#### Problem statement
Copy word for word the part of the training documentation that starts with "Raw frontend memory" and stops after "rate / chunk duration.".

#### Text under study
==============================
Training¶
Basic usage¶
python -m birdnet_stm32 train \
--data_path_train data/train \
--audio_frontend hybrid \
--mag_scale pwl \
--checkpoint_path checkpoints/my_model.keras
The script saves these files alongside the checkpoint:
my_model.keras— trained Keras modelmy_model_model_config.json— conversion metadata (frontend, shapes, etc.)my_model_labels.txt— ordered class namesmy_model_history.csv— per-epoch training metrics (loss, ROC-AUC)my_model_curves.png— loss and ROC-AUC training curves plotmy_model_train_state.json— epoch counter for--resume
Audio frontends¶
| Frontend | Input to model | Description |
|---|---|---|
hybrid (default) |
Linear magnitude STFT | Model applies a learned mel mixer and magnitude scaling. Best for deployment. |
librosa |
Mel spectrogram | Spectrogram computed offline with librosa. Simplest, but frontend is not in the graph. |
raw |
Raw waveform | Model learns the filterbank from scratch via Conv2D. Most flexible, highest memory. |
Deprecated aliases
precomputed (now librosa) and tf (now raw) still work but emit
deprecation warnings and will be removed in a future release.
Raw frontend memory limit
At 22 kHz × 3 s the raw input exceeds 65,536 samples (the 16-bit activation
size limit on the N6 NPU). Use hybrid or librosa for deployment, or
reduce sample rate / chunk duration.
Magnitude scaling¶
| Mode | Description | Quantization friendliness |
|---|---|---|
pwl (default) |
Piecewise-linear learned compression | Excellent — recommended for deployment |
pcen |
Per-channel energy normalization | Good — uses pooling + convolution |
db |
Log-scale (decibels) | Poor — avoid for quantized models |
none |
No compression | Baseline only |
Model architecture¶
The DS-CNN is scaled with two knobs:
--alpha(width multiplier): scales channel counts across all stages. Default 1.0. Values like 0.5 or 0.75 produce smaller models.--depth_multiplier: repeats each depthwise-separable block. Default 1. Increase to 2 for deeper models.
Channel alignment
Keep channel counts as multiples of 8 for optimal NPU vectorization. The
model builder enforces this automatically via _make_divisible.
Training options¶
Data augmentation¶
- Mixup: controlled by
--mixup_alpha(default 0.2, 0 disables) and--mixup_probability(default 0.25). Uses Dirichlet multi-source mixing (2–3 sources per sample) to realistically emulate overlapping bird vocalizations. Labels are combined via element-wise max. - SpecAugment: enabled by default. Applies random frequency and time
masking to spectrograms during training. Disable with
--no_spec_augment. Control mask widths with--freq_mask_max(default 8 bins) and--time_mask_max(default 25 frames). - Smart crop: long recordings (> 2 chunks) are automatically cropped to salient regions using short-time energy (STE) analysis, reducing label noise from silent or irrelevant segments.
==============================
#### Excerpted records
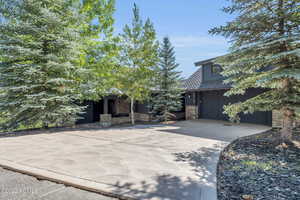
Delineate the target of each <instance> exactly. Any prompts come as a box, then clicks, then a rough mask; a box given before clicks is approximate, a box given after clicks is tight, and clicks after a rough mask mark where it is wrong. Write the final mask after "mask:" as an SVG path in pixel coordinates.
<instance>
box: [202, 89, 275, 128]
mask: <svg viewBox="0 0 300 200" xmlns="http://www.w3.org/2000/svg"><path fill="white" fill-rule="evenodd" d="M260 92H261V90H257V89H251V90H249V91H248V92H247V93H246V94H245V95H243V96H242V95H238V96H232V97H225V96H224V93H225V91H224V90H219V91H205V92H201V93H200V94H199V100H200V101H199V102H200V105H199V117H200V118H203V119H214V120H226V121H227V120H229V119H228V117H227V115H225V114H223V106H224V105H226V104H228V103H235V102H239V101H244V100H246V99H248V98H251V97H253V96H255V95H257V94H259V93H260ZM240 117H241V122H244V123H254V124H263V125H271V123H272V120H271V119H272V114H271V112H255V113H253V114H247V115H245V114H241V115H240Z"/></svg>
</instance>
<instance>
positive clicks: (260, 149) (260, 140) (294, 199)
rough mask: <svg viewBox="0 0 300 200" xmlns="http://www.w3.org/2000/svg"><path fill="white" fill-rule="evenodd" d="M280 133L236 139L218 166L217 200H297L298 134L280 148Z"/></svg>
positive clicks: (299, 173)
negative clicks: (287, 142) (279, 142)
mask: <svg viewBox="0 0 300 200" xmlns="http://www.w3.org/2000/svg"><path fill="white" fill-rule="evenodd" d="M278 141H280V140H279V133H278V131H277V130H271V131H268V132H265V133H261V134H257V135H252V136H248V137H243V138H239V139H237V140H236V141H234V142H233V143H231V144H230V145H229V146H227V147H226V148H225V149H224V150H223V152H222V153H221V155H220V160H219V164H218V172H217V178H218V200H252V199H253V200H262V199H264V200H300V132H298V131H297V132H295V134H294V137H293V143H289V144H287V145H280V144H279V142H278Z"/></svg>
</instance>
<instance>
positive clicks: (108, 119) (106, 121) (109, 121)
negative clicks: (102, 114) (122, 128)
mask: <svg viewBox="0 0 300 200" xmlns="http://www.w3.org/2000/svg"><path fill="white" fill-rule="evenodd" d="M100 124H101V126H103V127H110V126H111V124H112V118H111V114H103V115H100Z"/></svg>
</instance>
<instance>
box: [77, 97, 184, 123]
mask: <svg viewBox="0 0 300 200" xmlns="http://www.w3.org/2000/svg"><path fill="white" fill-rule="evenodd" d="M183 102H184V97H183ZM83 105H84V106H86V109H85V110H84V114H82V115H81V119H80V120H78V121H77V124H88V123H96V122H100V123H101V124H102V125H103V126H110V125H116V124H123V123H129V122H130V121H131V119H130V102H129V101H128V98H127V97H126V96H125V95H120V94H119V95H113V94H111V95H107V96H105V97H104V98H102V99H101V100H99V101H85V102H83ZM184 109H185V107H184V106H183V108H182V110H180V111H178V112H175V113H174V114H175V118H176V119H177V120H180V119H184V118H185V110H184ZM134 112H135V113H134V114H135V120H136V121H137V122H149V121H152V120H154V118H153V116H152V114H151V112H150V107H149V104H148V103H147V102H144V103H143V102H136V103H135V105H134Z"/></svg>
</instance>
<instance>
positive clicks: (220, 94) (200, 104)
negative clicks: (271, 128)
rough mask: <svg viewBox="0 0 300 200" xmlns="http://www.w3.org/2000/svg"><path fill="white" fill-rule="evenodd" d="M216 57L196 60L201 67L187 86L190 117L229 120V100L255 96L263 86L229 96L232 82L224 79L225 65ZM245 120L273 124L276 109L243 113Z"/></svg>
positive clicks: (186, 80) (240, 99) (239, 98)
mask: <svg viewBox="0 0 300 200" xmlns="http://www.w3.org/2000/svg"><path fill="white" fill-rule="evenodd" d="M214 59H215V58H212V59H208V60H204V61H200V62H196V63H195V65H196V67H198V70H197V71H196V72H195V73H194V74H193V75H192V76H190V77H189V78H188V79H187V80H186V81H185V83H184V87H185V89H186V109H185V110H186V112H185V115H186V119H213V120H226V121H227V120H229V119H228V116H227V115H226V114H224V113H223V106H224V105H227V104H228V103H235V102H239V101H245V100H246V99H248V98H251V97H254V96H256V95H258V94H260V93H261V92H263V90H262V89H258V88H252V89H249V90H248V91H247V92H246V94H244V95H235V96H231V97H225V96H224V93H225V92H226V91H228V90H229V89H230V85H226V84H224V83H223V80H224V77H223V76H222V75H221V74H220V73H221V71H222V68H221V66H220V65H218V64H215V63H214ZM240 117H241V122H244V123H254V124H263V125H270V126H271V125H272V112H255V113H253V114H241V115H240Z"/></svg>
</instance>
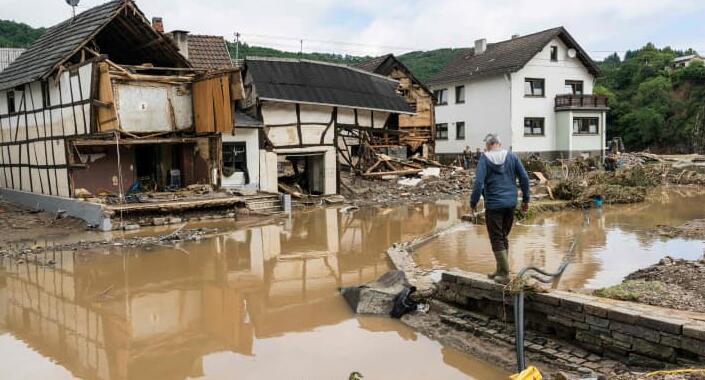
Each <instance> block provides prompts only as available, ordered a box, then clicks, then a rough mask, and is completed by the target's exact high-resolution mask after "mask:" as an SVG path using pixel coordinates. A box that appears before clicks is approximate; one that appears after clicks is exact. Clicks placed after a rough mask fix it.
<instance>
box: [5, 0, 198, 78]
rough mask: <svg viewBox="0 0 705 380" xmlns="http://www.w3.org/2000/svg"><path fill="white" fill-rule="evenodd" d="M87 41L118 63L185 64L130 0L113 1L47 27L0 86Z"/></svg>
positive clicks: (16, 60) (167, 64)
mask: <svg viewBox="0 0 705 380" xmlns="http://www.w3.org/2000/svg"><path fill="white" fill-rule="evenodd" d="M115 20H118V22H115V23H114V22H113V21H115ZM91 40H93V41H95V44H94V45H92V46H91V48H93V49H97V50H98V53H101V54H106V53H108V55H109V58H111V59H112V60H113V61H116V62H118V63H124V64H142V63H145V62H150V63H153V64H154V65H155V66H167V67H189V66H190V64H189V63H188V61H186V59H185V58H183V57H182V56H181V55H180V54H179V52H178V48H177V47H176V45H174V43H173V42H172V41H171V40H170V39H169V38H166V37H165V35H164V34H163V33H159V32H157V31H155V30H154V29H152V27H151V25H150V24H149V21H147V19H146V18H145V16H144V14H143V13H142V12H141V11H140V10H139V9H138V8H137V6H135V4H134V3H133V2H132V1H131V0H113V1H110V2H107V3H104V4H101V5H98V6H96V7H93V8H91V9H88V10H86V11H84V12H82V13H80V14H78V15H76V17H75V18H72V19H68V20H65V21H63V22H61V23H59V24H57V25H54V26H52V27H51V28H49V29H48V30H47V31H46V32H45V33H44V34H43V35H42V36H41V37H39V39H37V41H35V42H34V43H33V44H32V45H31V46H30V47H29V48H28V49H27V50H26V51H25V52H24V53H22V55H20V56H19V57H18V58H17V59H16V60H15V61H14V62H13V63H12V64H10V66H8V67H7V68H6V69H5V70H4V71H2V72H1V73H0V90H4V89H8V88H12V87H15V86H18V85H22V84H25V83H29V82H33V81H36V80H39V79H44V78H47V77H48V76H49V75H51V74H52V73H53V72H54V70H56V69H58V68H59V66H60V65H62V64H64V63H66V62H67V61H69V60H70V59H71V58H72V57H73V56H74V55H76V53H78V52H80V51H81V49H82V48H83V47H85V46H86V45H87V44H88V43H89V42H90V41H91ZM101 48H102V49H101Z"/></svg>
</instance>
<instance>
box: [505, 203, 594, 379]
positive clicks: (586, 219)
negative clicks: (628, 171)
mask: <svg viewBox="0 0 705 380" xmlns="http://www.w3.org/2000/svg"><path fill="white" fill-rule="evenodd" d="M589 224H590V215H589V213H588V210H587V209H585V208H583V224H582V226H581V228H580V231H578V233H577V234H576V235H575V237H574V238H573V241H572V242H571V244H570V248H569V249H568V253H566V255H565V256H563V260H561V263H560V265H559V266H558V269H556V271H555V272H547V271H545V270H543V269H541V268H538V267H535V266H528V267H525V268H523V269H522V270H520V271H519V273H518V274H517V279H522V278H523V277H524V276H526V275H527V273H530V272H536V273H538V274H540V275H542V276H545V277H540V276H538V275H536V274H531V278H533V279H535V280H537V281H539V282H542V283H544V284H548V283H551V282H554V281H557V280H559V279H560V277H561V276H562V275H563V272H565V270H566V268H567V267H568V265H569V264H570V263H571V260H572V259H573V256H574V255H575V249H576V247H577V246H578V241H579V240H580V237H581V236H582V234H583V232H585V230H586V229H587V226H588V225H589ZM514 327H515V333H516V338H515V341H516V352H517V373H521V372H522V371H523V370H524V369H525V368H526V355H525V354H524V289H523V287H522V288H521V289H519V291H518V292H517V293H516V294H515V295H514Z"/></svg>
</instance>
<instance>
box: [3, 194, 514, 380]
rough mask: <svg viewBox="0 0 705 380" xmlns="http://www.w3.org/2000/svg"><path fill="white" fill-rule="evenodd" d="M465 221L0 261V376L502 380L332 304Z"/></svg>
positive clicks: (406, 217) (396, 215)
mask: <svg viewBox="0 0 705 380" xmlns="http://www.w3.org/2000/svg"><path fill="white" fill-rule="evenodd" d="M460 211H461V210H460V205H459V204H457V203H454V202H448V203H445V204H444V203H441V204H438V205H433V204H423V205H414V206H410V207H403V208H394V209H366V210H361V211H359V212H357V213H354V214H341V213H339V212H338V210H336V209H318V210H314V211H309V212H302V213H299V214H296V215H295V216H294V217H293V218H292V219H291V220H288V221H285V222H283V223H277V224H270V225H264V226H256V227H248V228H244V229H237V230H233V231H232V232H230V233H226V234H223V235H220V236H217V237H215V238H213V239H206V240H203V241H198V242H189V243H184V244H181V245H179V246H178V247H176V248H173V247H154V248H151V249H125V248H111V249H107V250H96V251H91V252H58V253H57V256H56V266H55V268H53V269H50V268H46V267H42V266H40V265H37V264H36V263H34V262H31V261H30V262H25V263H18V262H14V261H9V260H5V261H3V262H2V266H1V267H0V270H2V272H0V306H1V307H0V334H3V335H2V336H0V338H1V339H0V353H5V352H8V351H12V352H13V353H14V356H15V357H16V360H17V364H18V365H17V366H16V368H13V367H12V366H4V367H3V368H0V377H2V378H16V377H20V376H25V375H27V373H26V372H23V371H27V368H35V370H34V372H32V376H31V377H39V378H47V377H66V376H69V375H68V373H66V370H68V371H70V373H71V374H72V375H73V376H76V377H81V378H89V379H155V378H158V379H184V378H189V377H202V376H206V377H224V378H232V377H234V376H237V377H239V378H284V377H294V378H321V379H330V378H347V374H349V373H350V371H352V370H358V371H360V372H362V373H363V374H365V375H369V377H371V378H396V377H398V375H399V374H403V375H405V376H407V377H406V378H419V376H416V375H418V374H424V376H421V377H428V376H431V377H442V378H467V377H468V376H470V377H471V378H472V377H475V378H482V379H486V378H503V376H504V375H505V374H503V373H502V372H500V371H497V370H495V369H492V368H491V367H489V366H488V365H487V364H484V363H481V362H478V361H476V360H473V359H472V358H469V357H467V356H465V355H462V354H460V353H458V352H456V351H454V350H450V349H447V348H445V349H444V348H443V347H442V346H441V345H439V344H438V343H436V342H433V341H431V340H428V339H426V338H424V337H421V336H417V335H416V334H415V333H413V331H411V330H409V329H405V328H403V327H402V326H401V325H400V324H399V323H397V322H395V321H391V320H386V319H374V318H372V319H371V318H355V317H354V316H353V315H351V313H350V312H349V310H348V309H347V306H346V305H345V304H344V302H343V301H342V299H341V297H339V295H338V293H337V288H338V287H339V286H345V285H353V284H359V283H362V282H366V281H370V280H372V279H374V278H376V277H378V276H380V275H381V274H383V273H384V272H386V271H387V270H388V269H389V266H388V263H387V260H386V257H385V255H384V251H385V250H386V248H387V247H388V246H389V245H391V244H392V243H394V242H398V241H403V240H407V239H410V238H412V237H414V236H417V235H419V234H422V233H427V232H430V231H432V230H434V229H435V228H438V227H440V226H442V225H444V224H448V223H454V222H455V221H456V220H457V217H458V215H460ZM229 227H230V228H233V227H234V226H229ZM18 347H19V348H18ZM378 350H380V351H378ZM35 352H36V353H38V354H39V357H43V358H45V359H43V360H40V359H38V355H37V354H36V353H35ZM449 355H450V356H451V357H452V360H448V359H447V357H448V356H449ZM3 357H6V356H4V355H3ZM52 362H53V363H56V364H52ZM62 367H63V368H62ZM41 368H43V369H41ZM64 368H65V370H64ZM415 374H416V375H415Z"/></svg>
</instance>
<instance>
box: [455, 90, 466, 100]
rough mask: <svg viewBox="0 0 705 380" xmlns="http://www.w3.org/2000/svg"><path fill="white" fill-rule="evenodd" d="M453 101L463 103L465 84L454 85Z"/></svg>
mask: <svg viewBox="0 0 705 380" xmlns="http://www.w3.org/2000/svg"><path fill="white" fill-rule="evenodd" d="M455 102H456V103H458V104H461V103H465V86H456V87H455Z"/></svg>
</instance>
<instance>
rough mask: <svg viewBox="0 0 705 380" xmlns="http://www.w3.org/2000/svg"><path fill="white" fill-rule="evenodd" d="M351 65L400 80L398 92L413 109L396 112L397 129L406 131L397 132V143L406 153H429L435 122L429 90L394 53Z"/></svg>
mask: <svg viewBox="0 0 705 380" xmlns="http://www.w3.org/2000/svg"><path fill="white" fill-rule="evenodd" d="M354 66H355V67H356V68H358V69H361V70H365V71H369V72H371V73H375V74H379V75H384V76H387V77H390V78H392V79H394V80H397V81H399V88H398V91H399V93H400V94H401V95H402V96H403V97H404V100H406V102H407V103H408V104H409V107H411V109H412V110H414V112H415V113H414V114H413V115H406V114H401V115H399V122H398V125H399V130H400V131H403V132H405V133H404V134H403V135H400V137H399V143H400V144H401V145H403V146H405V147H406V148H407V149H406V150H407V151H406V155H407V156H412V155H414V154H420V155H421V156H423V157H428V156H429V155H432V154H433V153H434V148H435V130H434V127H435V124H436V122H435V113H434V98H433V93H432V92H431V90H430V89H429V88H428V87H426V85H424V84H423V83H422V82H421V81H420V80H418V79H417V78H416V77H415V76H414V74H413V73H412V72H411V70H409V68H407V67H406V65H404V64H403V63H402V62H401V61H399V59H397V57H395V56H394V54H387V55H383V56H380V57H376V58H372V59H368V60H366V61H362V62H359V63H357V64H355V65H354Z"/></svg>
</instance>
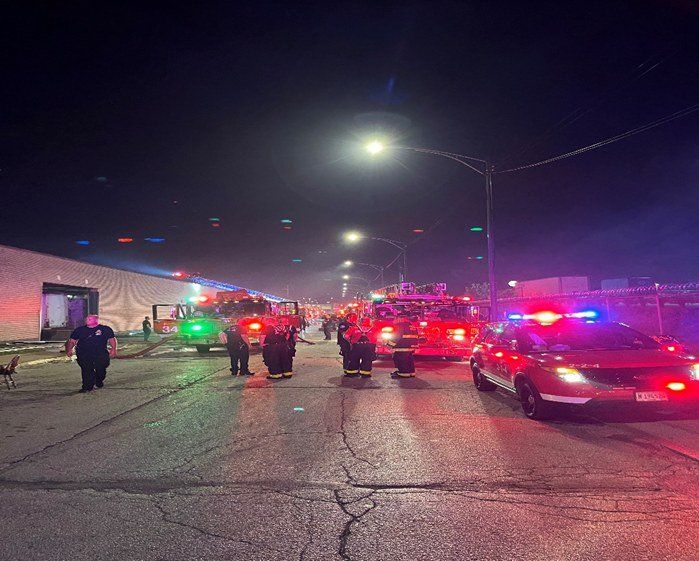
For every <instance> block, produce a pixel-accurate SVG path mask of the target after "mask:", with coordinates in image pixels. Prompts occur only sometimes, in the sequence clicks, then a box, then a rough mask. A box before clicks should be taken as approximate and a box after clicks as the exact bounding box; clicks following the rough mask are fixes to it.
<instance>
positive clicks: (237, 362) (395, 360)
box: [220, 313, 418, 380]
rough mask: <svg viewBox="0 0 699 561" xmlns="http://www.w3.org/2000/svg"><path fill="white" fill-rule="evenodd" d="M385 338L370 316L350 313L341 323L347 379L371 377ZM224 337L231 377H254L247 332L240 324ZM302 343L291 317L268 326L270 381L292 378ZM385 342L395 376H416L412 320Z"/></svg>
==============================
#### Response for this exercise
Raw frontend memory limit
At 22 kHz × 3 s the raw input exceeds 65,536 samples (the 16-bit activation
size limit on the N6 NPU). Use hybrid or librosa for deployment, or
reduce sample rate / chunk duration.